## TASK TO CARRY OUT
Although the records contain pictures, only their text should be reproduced, exactly as written.

## Point localization data

━━━━━━

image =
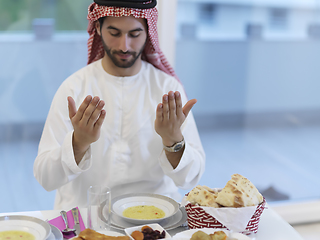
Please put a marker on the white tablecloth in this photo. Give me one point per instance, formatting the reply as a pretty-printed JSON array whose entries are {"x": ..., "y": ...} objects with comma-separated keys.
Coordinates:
[{"x": 271, "y": 226}]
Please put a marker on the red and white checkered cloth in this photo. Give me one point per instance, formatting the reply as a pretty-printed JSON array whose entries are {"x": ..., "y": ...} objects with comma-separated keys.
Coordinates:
[{"x": 151, "y": 53}]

━━━━━━

## REPLY TO THE EXERCISE
image =
Please put a marker on the white tablecloth in this photo. Give me one point per instance, formatting the reply as a pretty-printed JSON array whose entries are {"x": ..., "y": ...} objects with comma-separated keys.
Coordinates:
[{"x": 271, "y": 226}]
Please put a marker on the red and white checkered cloth in this photo. Give me one point per instance, formatting the reply as a pretty-printed JSON array whose entries are {"x": ..., "y": ...} objects with comma-separated keys.
Coordinates:
[{"x": 151, "y": 53}]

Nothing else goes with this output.